## Texte extrait
Données historiques

On voit bien que l’humanité a évolué progressivement d’une organisation paysanne, agricole, pastorale, vers une civilisation de plus en plus urbaine. Elle s’est en quelque sorte verticalisée en perdant peu à peu son contact avec la Nature et ses racines Yin, naturelles, et elle est devenue Yang, artificielle. Cette urbanisation croissante, voire galopante, est due à l’essor industriel dans les pays riches et à la pauvreté des campagnes, aux famines et aux guerres dans les pays pauvres. Ce passage d’une organisation sociale plutôt Yin à une organisation nettement Yang n’est cependant pas la cause de l’affaiblissement du pôle Yin de la société mais sa conséquence. C’est parce que le Yin de nos sociétés est faible que se produit ce changement d’organisation et non le contraire.

## Données fournies
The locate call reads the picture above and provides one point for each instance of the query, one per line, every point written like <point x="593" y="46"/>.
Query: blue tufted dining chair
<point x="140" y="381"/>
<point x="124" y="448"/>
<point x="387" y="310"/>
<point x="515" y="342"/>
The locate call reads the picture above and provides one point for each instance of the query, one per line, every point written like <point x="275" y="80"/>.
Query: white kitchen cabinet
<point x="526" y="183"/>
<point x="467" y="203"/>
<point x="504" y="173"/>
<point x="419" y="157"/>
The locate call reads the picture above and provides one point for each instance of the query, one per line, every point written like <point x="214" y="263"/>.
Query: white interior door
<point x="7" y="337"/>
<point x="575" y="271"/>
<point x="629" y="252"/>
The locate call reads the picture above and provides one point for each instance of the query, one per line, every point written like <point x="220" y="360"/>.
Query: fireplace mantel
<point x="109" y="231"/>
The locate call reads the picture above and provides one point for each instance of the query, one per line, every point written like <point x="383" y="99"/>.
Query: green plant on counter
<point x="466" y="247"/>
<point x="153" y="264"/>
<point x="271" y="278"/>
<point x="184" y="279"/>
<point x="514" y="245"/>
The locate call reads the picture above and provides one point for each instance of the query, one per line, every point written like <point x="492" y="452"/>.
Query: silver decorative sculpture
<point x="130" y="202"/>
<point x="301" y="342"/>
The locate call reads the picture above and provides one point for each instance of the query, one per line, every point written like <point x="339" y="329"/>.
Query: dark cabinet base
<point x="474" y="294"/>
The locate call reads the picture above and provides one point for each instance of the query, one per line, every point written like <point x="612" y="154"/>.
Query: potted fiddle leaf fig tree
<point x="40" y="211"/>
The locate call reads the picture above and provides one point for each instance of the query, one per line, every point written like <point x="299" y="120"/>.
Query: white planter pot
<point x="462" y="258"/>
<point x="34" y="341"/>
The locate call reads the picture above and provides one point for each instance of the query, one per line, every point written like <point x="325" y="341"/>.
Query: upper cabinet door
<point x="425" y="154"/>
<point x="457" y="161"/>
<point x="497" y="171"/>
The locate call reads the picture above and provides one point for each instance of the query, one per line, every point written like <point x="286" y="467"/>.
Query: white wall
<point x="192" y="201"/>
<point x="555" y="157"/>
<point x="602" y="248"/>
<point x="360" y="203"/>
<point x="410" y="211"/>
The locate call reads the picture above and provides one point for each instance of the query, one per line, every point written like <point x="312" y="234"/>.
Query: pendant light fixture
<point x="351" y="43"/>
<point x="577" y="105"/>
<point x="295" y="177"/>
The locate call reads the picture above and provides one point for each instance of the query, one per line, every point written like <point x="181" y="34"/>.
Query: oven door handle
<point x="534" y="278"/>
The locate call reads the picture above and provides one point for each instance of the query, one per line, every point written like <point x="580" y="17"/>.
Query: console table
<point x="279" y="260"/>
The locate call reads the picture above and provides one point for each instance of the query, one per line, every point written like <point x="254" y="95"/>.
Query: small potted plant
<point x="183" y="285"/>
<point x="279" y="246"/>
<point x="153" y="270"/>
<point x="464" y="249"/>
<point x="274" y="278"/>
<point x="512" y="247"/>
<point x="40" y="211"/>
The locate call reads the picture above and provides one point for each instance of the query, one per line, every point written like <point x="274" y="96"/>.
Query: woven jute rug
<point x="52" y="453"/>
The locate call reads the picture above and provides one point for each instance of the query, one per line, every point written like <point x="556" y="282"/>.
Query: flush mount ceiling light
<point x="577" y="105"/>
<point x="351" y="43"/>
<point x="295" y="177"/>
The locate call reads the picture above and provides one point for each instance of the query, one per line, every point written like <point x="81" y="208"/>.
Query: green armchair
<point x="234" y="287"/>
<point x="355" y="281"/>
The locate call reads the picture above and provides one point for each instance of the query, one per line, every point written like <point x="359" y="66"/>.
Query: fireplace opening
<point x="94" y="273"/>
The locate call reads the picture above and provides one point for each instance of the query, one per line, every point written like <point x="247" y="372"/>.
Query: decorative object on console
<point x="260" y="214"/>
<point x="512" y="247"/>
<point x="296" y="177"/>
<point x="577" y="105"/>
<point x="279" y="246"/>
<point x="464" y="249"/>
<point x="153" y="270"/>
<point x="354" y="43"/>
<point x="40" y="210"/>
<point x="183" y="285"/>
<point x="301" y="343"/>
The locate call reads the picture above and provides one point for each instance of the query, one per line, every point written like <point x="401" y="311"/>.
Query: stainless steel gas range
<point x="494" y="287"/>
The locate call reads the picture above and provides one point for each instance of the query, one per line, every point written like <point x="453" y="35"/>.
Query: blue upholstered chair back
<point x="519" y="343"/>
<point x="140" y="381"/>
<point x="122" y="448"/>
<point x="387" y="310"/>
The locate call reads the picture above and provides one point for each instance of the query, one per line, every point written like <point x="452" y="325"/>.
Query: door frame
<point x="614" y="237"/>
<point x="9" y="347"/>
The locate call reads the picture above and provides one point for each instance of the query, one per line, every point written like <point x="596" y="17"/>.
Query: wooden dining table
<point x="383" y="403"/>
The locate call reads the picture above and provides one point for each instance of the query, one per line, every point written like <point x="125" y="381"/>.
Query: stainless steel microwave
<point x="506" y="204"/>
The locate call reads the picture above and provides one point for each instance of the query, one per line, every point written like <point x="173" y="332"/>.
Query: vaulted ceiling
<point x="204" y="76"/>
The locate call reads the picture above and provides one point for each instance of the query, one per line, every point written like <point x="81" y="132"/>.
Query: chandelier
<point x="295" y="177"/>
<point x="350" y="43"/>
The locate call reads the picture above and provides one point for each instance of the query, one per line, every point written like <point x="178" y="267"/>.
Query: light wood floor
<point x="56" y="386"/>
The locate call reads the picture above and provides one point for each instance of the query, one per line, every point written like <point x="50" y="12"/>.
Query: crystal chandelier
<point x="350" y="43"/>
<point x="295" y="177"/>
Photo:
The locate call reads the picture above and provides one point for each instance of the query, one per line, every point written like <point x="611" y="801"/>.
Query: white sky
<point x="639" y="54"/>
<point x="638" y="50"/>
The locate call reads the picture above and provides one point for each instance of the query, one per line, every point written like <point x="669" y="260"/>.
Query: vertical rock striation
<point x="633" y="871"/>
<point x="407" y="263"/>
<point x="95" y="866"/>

## Vos tâches
- 1) Recopiez sans rien changer le passage du texte sur l'urbanisation qui commence à « Données historiques » et se termine à « non le contraire. ».
- 2) Rédigez la suite du texte sur l'urbanisation de l'humanité en partant de sa dernière phrase.

## Réponses
- 1)
Données historiques

On voit bien que l’humanité a évolué progressivement d’une organisation paysanne, agricole, pastorale, vers une civilisation de plus en plus urbaine. Elle s’est en quelque sorte verticalisée en perdant peu à peu son contact avec la Nature et ses racines Yin, naturelles, et elle est devenue Yang, artificielle. Cette urbanisation croissante, voire galopante, est due à l’essor industriel dans les pays riches et à la pauvreté des campagnes, aux famines et aux guerres dans les pays pauvres. Ce passage d’une organisation sociale plutôt Yin à une organisation nettement Yang n’est cependant pas la cause de l’affaiblissement du pôle Yin de la société mais sa conséquence. C’est parce que le Yin de nos sociétés est faible que se produit ce changement d’organisation et non le contraire.

- 2)
A l’échelle de l’humanité il est un autre fait qui mérite l’attention. Sur le plan religieux les cultes à la Déesse Mère ont progressivement laissé la place aux cultes au Dieu Père. Françoise Gange, dans une démonstration brillante[1], montre que le patriarcat n’a pas toujours existé. L’histoire est patriarcale, la préhistoire est matriarcale. Dieu, en quelque sorte a changé de sexe, ou plutôt de valence. La représentation que se faisait l’être humain de la divinité était autrefois féminine. Actuellement elle est masculine (« l’Eternel, le Dieu des armées, le Dieu d’Israël »[2]). L’humanité a effectivement assisté à la transformation des civilisations rurales de type Yin, en contact avec la Mère Nature, en civilisations urbaines, industrialisées, mécanisées, de type Yang. Il est bien clair qu’une transformation majeure a eu lieu. Le sentiment est que c’est le patriarcat qui a mis fin au matriarcat au terme d’une agression prolongée et répétée. Il est tout aussi possible que ce soit le matriarcat qui se soit affaibli et ait ainsi permis son propre démantèlement. Mais de toute façon, on ne sait pas pourquoi il en a été ainsi. Là aussi, il s’agit seulement de la description d’un élément de la transformation de l’organisation humaine et non d’une explication. Il n’est pas dit pourquoi la force féminine du matriarcat se serait affaiblie jusqu’à permettre son enfouissement, son anéantissement.

 

Il semblerait que les sciences humaines, l’histoire, l’anthropologie, ou la sociologie ne sont pas en mesure de donner une raison à la pénurie de Yin de nos sociétés.

 

[1] GANGE Françoise. Avant les dieux, la Mère universelle. Op. cit., p 12.

[2] Jérémie, 44,7.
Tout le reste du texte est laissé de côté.